— start of Supplied data —
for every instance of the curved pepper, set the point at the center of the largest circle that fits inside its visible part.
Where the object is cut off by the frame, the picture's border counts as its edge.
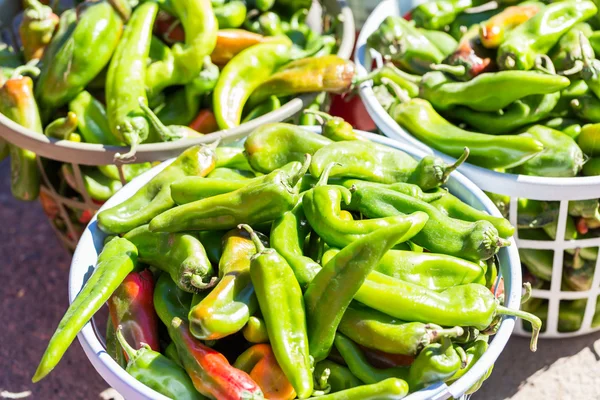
(36, 29)
(228, 306)
(378, 163)
(474, 241)
(343, 275)
(155, 197)
(264, 201)
(540, 33)
(18, 104)
(84, 52)
(420, 118)
(397, 39)
(125, 82)
(131, 308)
(381, 332)
(274, 145)
(314, 74)
(493, 31)
(259, 361)
(244, 73)
(211, 373)
(185, 61)
(117, 259)
(181, 255)
(280, 300)
(561, 156)
(255, 331)
(158, 372)
(481, 93)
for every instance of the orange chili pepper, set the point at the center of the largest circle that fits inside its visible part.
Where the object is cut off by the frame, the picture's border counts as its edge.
(205, 122)
(493, 30)
(259, 361)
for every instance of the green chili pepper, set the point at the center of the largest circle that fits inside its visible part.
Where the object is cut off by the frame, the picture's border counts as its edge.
(274, 145)
(539, 34)
(481, 93)
(420, 118)
(83, 53)
(592, 167)
(117, 259)
(397, 39)
(433, 271)
(387, 389)
(227, 308)
(232, 157)
(96, 184)
(527, 110)
(255, 331)
(92, 119)
(378, 163)
(231, 14)
(158, 372)
(328, 73)
(378, 331)
(18, 104)
(287, 237)
(439, 13)
(472, 241)
(181, 255)
(341, 278)
(280, 300)
(263, 201)
(456, 208)
(561, 156)
(125, 83)
(244, 73)
(271, 104)
(185, 61)
(211, 373)
(155, 197)
(466, 305)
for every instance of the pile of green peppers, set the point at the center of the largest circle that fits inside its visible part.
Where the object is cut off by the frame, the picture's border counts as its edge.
(519, 85)
(284, 267)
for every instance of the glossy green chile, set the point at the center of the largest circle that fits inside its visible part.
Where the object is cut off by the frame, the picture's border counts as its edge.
(539, 34)
(339, 280)
(158, 372)
(274, 145)
(378, 163)
(375, 330)
(263, 201)
(474, 241)
(179, 254)
(561, 157)
(155, 196)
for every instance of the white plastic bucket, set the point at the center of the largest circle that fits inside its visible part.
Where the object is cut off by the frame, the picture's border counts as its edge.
(91, 243)
(515, 186)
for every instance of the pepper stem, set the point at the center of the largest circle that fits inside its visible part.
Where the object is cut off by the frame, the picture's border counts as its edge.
(527, 295)
(165, 133)
(305, 165)
(459, 161)
(536, 323)
(400, 93)
(260, 247)
(130, 351)
(456, 70)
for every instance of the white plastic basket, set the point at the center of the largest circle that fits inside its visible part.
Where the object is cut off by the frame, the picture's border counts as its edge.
(92, 240)
(515, 186)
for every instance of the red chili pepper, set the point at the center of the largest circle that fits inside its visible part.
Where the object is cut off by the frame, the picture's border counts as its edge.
(205, 122)
(132, 307)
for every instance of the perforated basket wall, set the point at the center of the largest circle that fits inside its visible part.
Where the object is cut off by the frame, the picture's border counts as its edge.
(569, 312)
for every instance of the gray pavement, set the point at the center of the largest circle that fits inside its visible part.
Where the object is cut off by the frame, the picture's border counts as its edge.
(33, 296)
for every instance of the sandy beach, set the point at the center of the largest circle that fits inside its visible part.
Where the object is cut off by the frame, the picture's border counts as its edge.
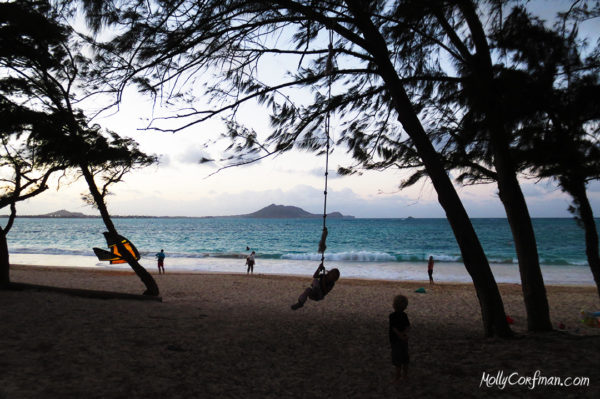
— end of Supplied data —
• [Task prompt] Return verbatim the stretch of the records from the line containing "for every instance of the sandy" through the end of the records, leaving out any pictures.

• [Reply]
for every instance of the sandy beach, set the point at the center of the largest circle that fits inside its visible part.
Where the object is cut off by the frame, the picture's border counts as its edge.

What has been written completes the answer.